**PASSAGE TO READ**
Now, what they found is the ratio between antibodies that stick to the virus and antibodies that stop the virus is about a thousand to one. That itself is a little bit worrying, but not enough to stop any trial. There's a lot of binding antibodies and a few neutralizing antibodies, about a ratio as they say of 1,000 to one. I know we're getting into the weeds a little bit, but it's important when you're trying to see if you can stop the virus with those neutralize antibodies and not cause some other effect with all the binding antibodies.

So it's an interesting, positive development. I'm very encouraged by the fact that this is a brand-new technology for vaccines. It seems to do what other, older technologies do. And that's good news.

CAMEROTA: Professor, you have an op-ed on CNN that says, we're wasting time talking about herd immunity. Why is that?

HASELTINE: Well, there are two reasons. First of all, herd immunity in the United States, if we were ever to achieve -- go for it, would cost about 5 million lives. Five million dead people. Not 5 million infected, 5 million dead. That's because you'd have to infect 60 percent of the population. And we know what the death rate is from this virus. Nobody wants to do that.

Secondly, a coronavirus, as I referred to very -- just a little bit ago, are more complicated. They don't go in and your body remembers that they've seen it forever. These viruses have the habit of going in and your body forgetting it. We weren't quite sure that was true of this coronavirus until three different studies, China, England, and Spain, showed that over time antibodies begin to fade in people herd infected.

**DATA UNDER STUDY**

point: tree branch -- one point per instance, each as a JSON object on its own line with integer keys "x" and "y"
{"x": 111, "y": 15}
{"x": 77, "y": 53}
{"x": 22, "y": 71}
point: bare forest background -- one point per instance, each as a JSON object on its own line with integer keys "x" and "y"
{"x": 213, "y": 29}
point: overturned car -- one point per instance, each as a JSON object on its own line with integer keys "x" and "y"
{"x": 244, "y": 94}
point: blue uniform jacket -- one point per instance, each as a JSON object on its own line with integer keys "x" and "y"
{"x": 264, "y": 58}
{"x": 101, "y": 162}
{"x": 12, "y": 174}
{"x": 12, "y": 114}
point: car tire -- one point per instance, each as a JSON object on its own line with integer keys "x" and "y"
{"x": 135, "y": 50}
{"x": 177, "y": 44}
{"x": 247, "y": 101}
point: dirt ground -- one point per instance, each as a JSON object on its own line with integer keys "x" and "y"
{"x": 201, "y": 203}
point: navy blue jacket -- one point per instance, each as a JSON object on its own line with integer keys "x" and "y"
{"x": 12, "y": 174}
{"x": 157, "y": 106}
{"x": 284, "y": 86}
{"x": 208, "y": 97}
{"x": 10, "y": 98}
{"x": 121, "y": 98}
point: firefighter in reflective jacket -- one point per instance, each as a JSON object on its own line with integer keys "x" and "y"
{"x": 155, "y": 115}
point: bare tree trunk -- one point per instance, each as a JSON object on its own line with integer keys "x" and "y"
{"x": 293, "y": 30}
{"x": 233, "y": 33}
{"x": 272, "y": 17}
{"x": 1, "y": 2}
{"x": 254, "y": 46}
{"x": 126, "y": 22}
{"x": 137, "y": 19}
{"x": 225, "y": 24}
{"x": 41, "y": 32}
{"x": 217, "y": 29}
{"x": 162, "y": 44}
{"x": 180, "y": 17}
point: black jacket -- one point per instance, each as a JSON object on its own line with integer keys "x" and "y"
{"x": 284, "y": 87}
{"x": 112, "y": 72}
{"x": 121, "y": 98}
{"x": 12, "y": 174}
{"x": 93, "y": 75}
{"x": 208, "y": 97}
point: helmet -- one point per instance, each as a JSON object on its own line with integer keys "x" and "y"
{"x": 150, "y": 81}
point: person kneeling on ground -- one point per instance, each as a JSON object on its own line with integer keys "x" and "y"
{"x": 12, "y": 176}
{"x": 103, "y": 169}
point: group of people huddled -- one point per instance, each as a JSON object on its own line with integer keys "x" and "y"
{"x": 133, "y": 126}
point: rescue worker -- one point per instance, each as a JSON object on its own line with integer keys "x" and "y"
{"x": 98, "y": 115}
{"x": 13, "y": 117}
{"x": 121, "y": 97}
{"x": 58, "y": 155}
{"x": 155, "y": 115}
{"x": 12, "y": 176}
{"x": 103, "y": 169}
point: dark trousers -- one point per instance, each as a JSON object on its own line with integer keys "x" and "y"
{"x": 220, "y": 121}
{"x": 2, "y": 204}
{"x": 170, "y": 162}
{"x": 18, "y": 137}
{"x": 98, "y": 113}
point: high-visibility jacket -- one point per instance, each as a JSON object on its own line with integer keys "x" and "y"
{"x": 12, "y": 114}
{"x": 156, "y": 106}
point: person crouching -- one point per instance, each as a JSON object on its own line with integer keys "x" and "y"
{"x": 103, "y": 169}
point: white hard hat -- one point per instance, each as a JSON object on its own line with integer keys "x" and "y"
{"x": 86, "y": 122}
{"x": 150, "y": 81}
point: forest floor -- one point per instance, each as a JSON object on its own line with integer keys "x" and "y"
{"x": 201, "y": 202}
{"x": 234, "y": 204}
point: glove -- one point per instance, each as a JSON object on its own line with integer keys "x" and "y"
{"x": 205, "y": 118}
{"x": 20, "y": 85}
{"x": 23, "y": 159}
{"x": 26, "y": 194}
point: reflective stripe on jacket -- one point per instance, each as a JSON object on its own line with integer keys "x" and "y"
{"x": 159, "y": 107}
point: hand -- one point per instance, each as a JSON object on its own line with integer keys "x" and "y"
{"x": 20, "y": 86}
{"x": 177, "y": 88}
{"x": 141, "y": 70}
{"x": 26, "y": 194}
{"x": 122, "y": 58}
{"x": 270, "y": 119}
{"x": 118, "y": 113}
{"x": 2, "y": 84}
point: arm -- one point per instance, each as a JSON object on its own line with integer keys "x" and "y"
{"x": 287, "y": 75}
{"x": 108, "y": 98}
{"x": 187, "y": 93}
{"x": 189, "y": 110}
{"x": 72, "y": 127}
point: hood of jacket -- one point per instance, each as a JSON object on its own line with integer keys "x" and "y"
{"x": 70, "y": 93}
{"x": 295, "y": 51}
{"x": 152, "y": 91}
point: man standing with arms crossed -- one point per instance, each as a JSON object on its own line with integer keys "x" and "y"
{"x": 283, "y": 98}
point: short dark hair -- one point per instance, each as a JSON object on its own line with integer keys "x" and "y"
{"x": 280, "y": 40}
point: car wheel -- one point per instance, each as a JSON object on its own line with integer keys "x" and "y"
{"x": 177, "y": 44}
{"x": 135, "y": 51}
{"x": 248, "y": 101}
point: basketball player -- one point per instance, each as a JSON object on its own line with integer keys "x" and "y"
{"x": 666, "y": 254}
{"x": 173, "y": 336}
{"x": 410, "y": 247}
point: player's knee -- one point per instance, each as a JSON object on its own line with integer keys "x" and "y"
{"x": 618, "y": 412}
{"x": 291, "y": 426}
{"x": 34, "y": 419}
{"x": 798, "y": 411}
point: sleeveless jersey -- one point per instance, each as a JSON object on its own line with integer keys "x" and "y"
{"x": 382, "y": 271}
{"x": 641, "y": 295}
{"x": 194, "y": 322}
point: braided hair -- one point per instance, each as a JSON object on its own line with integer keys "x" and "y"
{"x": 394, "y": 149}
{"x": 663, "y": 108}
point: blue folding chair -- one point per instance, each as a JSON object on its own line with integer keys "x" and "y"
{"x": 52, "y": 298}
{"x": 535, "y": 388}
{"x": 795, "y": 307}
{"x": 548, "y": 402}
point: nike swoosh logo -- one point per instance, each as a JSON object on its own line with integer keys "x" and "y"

**EXERCISES TO COMPLETE**
a) According to the transcript, about how many lives would reaching herd immunity in the United States cost?
b) From the interview transcript, write out everything from "CAMEROTA: Professor, you" down to "to do that.".

**SOLUTION SET**
a) About 5 million lives.

b)
CAMEROTA: Professor, you have an op-ed on CNN that says, we're wasting time talking about herd immunity. Why is that?

HASELTINE: Well, there are two reasons. First of all, herd immunity in the United States, if we were ever to achieve -- go for it, would cost about 5 million lives. Five million dead people. Not 5 million infected, 5 million dead. That's because you'd have to infect 60 percent of the population. And we know what the death rate is from this virus. Nobody wants to do that.